**BRIEF:**
Render each line of the material below as a JSON list of strings, one string per line, leaving out any blank lines.

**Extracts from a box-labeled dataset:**

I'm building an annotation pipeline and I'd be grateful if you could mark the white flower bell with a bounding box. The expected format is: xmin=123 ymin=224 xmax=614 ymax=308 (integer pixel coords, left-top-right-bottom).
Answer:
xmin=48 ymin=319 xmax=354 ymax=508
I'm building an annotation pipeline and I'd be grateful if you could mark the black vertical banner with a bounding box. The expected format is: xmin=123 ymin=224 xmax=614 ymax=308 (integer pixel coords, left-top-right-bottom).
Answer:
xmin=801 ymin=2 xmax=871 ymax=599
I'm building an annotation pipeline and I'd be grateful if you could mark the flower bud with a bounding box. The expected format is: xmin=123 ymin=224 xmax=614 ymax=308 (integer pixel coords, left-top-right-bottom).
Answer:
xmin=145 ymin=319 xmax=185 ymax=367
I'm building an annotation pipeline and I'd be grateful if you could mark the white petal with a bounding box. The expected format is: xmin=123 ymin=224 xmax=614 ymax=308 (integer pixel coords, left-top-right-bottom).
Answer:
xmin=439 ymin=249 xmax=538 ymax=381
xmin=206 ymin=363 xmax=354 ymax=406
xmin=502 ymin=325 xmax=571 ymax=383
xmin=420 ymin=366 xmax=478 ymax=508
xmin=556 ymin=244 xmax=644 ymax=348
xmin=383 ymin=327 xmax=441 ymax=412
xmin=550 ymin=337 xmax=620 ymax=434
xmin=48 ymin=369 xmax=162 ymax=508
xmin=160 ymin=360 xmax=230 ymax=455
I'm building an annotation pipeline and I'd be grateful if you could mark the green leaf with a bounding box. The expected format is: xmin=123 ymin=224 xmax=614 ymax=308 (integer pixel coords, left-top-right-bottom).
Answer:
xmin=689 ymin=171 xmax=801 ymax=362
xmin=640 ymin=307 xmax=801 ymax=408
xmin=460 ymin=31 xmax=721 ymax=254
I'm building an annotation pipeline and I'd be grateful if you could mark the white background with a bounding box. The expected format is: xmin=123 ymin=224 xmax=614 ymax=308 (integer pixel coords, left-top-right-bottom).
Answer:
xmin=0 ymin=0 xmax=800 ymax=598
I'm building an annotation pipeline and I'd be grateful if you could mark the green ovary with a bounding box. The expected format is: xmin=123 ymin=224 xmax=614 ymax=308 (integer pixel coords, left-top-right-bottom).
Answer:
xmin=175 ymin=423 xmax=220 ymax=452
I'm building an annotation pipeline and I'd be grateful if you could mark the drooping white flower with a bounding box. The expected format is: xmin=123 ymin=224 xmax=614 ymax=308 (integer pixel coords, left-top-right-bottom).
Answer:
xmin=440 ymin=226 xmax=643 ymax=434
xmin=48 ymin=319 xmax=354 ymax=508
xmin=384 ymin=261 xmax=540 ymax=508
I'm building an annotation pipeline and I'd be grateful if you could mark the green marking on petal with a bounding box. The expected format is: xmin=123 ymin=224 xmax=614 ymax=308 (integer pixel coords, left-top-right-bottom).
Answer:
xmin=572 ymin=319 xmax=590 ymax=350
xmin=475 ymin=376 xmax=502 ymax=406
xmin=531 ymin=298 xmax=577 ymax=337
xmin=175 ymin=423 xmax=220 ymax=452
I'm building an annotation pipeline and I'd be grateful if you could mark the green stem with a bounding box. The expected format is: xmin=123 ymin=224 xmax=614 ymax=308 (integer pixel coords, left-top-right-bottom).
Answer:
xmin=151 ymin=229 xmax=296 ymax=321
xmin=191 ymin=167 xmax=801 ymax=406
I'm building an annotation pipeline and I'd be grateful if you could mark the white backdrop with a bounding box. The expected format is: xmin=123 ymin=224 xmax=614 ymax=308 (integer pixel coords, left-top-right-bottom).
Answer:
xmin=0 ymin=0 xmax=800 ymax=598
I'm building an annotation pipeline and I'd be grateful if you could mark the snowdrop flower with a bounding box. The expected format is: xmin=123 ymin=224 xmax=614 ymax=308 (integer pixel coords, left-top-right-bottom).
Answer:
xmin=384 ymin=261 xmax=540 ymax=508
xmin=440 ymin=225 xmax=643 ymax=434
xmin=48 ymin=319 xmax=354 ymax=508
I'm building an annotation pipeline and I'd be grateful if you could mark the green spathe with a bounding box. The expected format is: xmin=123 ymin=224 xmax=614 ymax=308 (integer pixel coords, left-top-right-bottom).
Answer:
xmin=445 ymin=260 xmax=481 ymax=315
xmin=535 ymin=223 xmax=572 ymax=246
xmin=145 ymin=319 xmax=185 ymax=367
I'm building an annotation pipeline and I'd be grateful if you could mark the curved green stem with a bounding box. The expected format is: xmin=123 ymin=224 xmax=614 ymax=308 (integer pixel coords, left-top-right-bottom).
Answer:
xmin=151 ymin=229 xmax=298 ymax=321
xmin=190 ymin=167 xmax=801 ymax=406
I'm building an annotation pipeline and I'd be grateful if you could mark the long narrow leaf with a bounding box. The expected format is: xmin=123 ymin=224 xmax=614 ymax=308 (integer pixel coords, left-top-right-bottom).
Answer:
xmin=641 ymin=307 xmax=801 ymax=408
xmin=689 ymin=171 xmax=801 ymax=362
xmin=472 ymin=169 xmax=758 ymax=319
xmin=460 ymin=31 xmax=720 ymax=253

**THE RESPONSE:**
[
  "I'm building an annotation pipeline and I'd be grateful if you could mark the white flower bell with a bounding box. The expected format is: xmin=123 ymin=224 xmax=614 ymax=308 (integer pixel coords, left-top-right-bottom).",
  "Answer:",
  "xmin=48 ymin=319 xmax=354 ymax=508",
  "I'm building an annotation pipeline and I'd be grateful if you could mark the black vertical banner with a bounding box. The expected format is: xmin=123 ymin=224 xmax=614 ymax=308 (integer pixel coords, left-top-right-bottom).",
  "Answer:",
  "xmin=801 ymin=2 xmax=871 ymax=599",
  "I'm building an annotation pipeline and I'd be grateful if you could mark the flower bud with a bounding box. The expected format is: xmin=123 ymin=224 xmax=614 ymax=308 (integer pixel coords, left-top-right-bottom).",
  "Answer:",
  "xmin=145 ymin=319 xmax=185 ymax=367",
  "I'm building an annotation pipeline and I'd be grateful if you could mark the white petal with a bounding box. The expected format is: xmin=123 ymin=224 xmax=614 ymax=308 (integer pixel coords, left-top-right-bottom).",
  "Answer:",
  "xmin=439 ymin=249 xmax=538 ymax=381",
  "xmin=206 ymin=363 xmax=354 ymax=406",
  "xmin=502 ymin=325 xmax=571 ymax=383",
  "xmin=420 ymin=366 xmax=478 ymax=508",
  "xmin=556 ymin=244 xmax=644 ymax=348",
  "xmin=383 ymin=327 xmax=441 ymax=412",
  "xmin=550 ymin=337 xmax=620 ymax=434",
  "xmin=48 ymin=369 xmax=162 ymax=508",
  "xmin=160 ymin=360 xmax=230 ymax=455",
  "I'm building an annotation pipeline and I'd be grateful if you could mark the green leaf with a bounding box. The expected format is: xmin=123 ymin=224 xmax=614 ymax=308 (integer pixel coords, left-top-right-bottom).",
  "Answer:",
  "xmin=689 ymin=171 xmax=801 ymax=362",
  "xmin=640 ymin=307 xmax=801 ymax=408",
  "xmin=460 ymin=31 xmax=721 ymax=254",
  "I'm building an annotation pipeline and I'd be grateful if you could mark the white background with a bounding box. The expected format is: xmin=123 ymin=224 xmax=614 ymax=308 (integer pixel coords, left-top-right-bottom).",
  "Answer:",
  "xmin=0 ymin=0 xmax=800 ymax=598",
  "I'm building an annotation pipeline and I'd be grateful if you could mark the green ovary with a bounding box. The expected format is: xmin=123 ymin=224 xmax=614 ymax=308 (integer pixel coords, left-top-right-bottom).",
  "Answer:",
  "xmin=175 ymin=423 xmax=220 ymax=452",
  "I'm building an annotation pipeline and I'd be grateful if you could mark the drooping white flower with a bounding box. The expected format is: xmin=123 ymin=224 xmax=614 ymax=308 (integer pixel coords, left-top-right-bottom).",
  "Answer:",
  "xmin=440 ymin=226 xmax=643 ymax=434",
  "xmin=48 ymin=319 xmax=354 ymax=508",
  "xmin=384 ymin=261 xmax=540 ymax=508",
  "I'm building an annotation pipeline and I'd be grateful if you could mark the green marking on petal with a bounding box. The expected format is: xmin=123 ymin=224 xmax=614 ymax=308 (integer pixel coords, left-top-right-bottom).",
  "Answer:",
  "xmin=572 ymin=319 xmax=590 ymax=350",
  "xmin=475 ymin=376 xmax=502 ymax=406",
  "xmin=531 ymin=298 xmax=577 ymax=337",
  "xmin=175 ymin=423 xmax=220 ymax=452",
  "I'm building an annotation pipeline and I'd be grateful if you could mark the green stem with a bounding box. The expected format is: xmin=123 ymin=224 xmax=614 ymax=308 (integer pixel coords, left-top-right-bottom).",
  "Answer:",
  "xmin=151 ymin=229 xmax=296 ymax=321",
  "xmin=191 ymin=167 xmax=801 ymax=406",
  "I'm building an annotation pipeline and I'd be grateful if you could mark the white backdrop with a bounding box. The expected format is: xmin=123 ymin=224 xmax=614 ymax=308 (integer pixel coords, left-top-right-bottom).",
  "Answer:",
  "xmin=0 ymin=0 xmax=800 ymax=598",
  "I'm building an annotation pipeline and I'd be grateful if you could mark the snowdrop flower with a bounding box. The expected format is: xmin=123 ymin=224 xmax=614 ymax=308 (integer pixel coords, left-top-right-bottom).",
  "Answer:",
  "xmin=384 ymin=261 xmax=540 ymax=508",
  "xmin=440 ymin=225 xmax=643 ymax=434",
  "xmin=48 ymin=319 xmax=354 ymax=508",
  "I'm building an annotation pipeline and I'd be grateful if you could mark the green spathe with a bounding box. The expected format is: xmin=123 ymin=224 xmax=614 ymax=308 (integer pixel coords, left-top-right-bottom).",
  "Answer:",
  "xmin=445 ymin=260 xmax=481 ymax=315",
  "xmin=535 ymin=223 xmax=572 ymax=246",
  "xmin=145 ymin=319 xmax=185 ymax=367",
  "I'm building an annotation pipeline and I'd be grateful if you could mark the curved green stem with a bounding box. The expected format is: xmin=123 ymin=224 xmax=614 ymax=308 (integer pixel coords, left-top-right-bottom).",
  "Answer:",
  "xmin=151 ymin=229 xmax=298 ymax=321",
  "xmin=190 ymin=167 xmax=801 ymax=406",
  "I'm building an annotation pipeline and I'd be grateful if you could mark the long narrow leaf with a bounding box. The expected format is: xmin=123 ymin=224 xmax=614 ymax=308 (integer pixel coords, left-top-right-bottom).",
  "Answer:",
  "xmin=641 ymin=307 xmax=801 ymax=408",
  "xmin=689 ymin=171 xmax=801 ymax=362",
  "xmin=472 ymin=169 xmax=758 ymax=319",
  "xmin=460 ymin=31 xmax=720 ymax=253"
]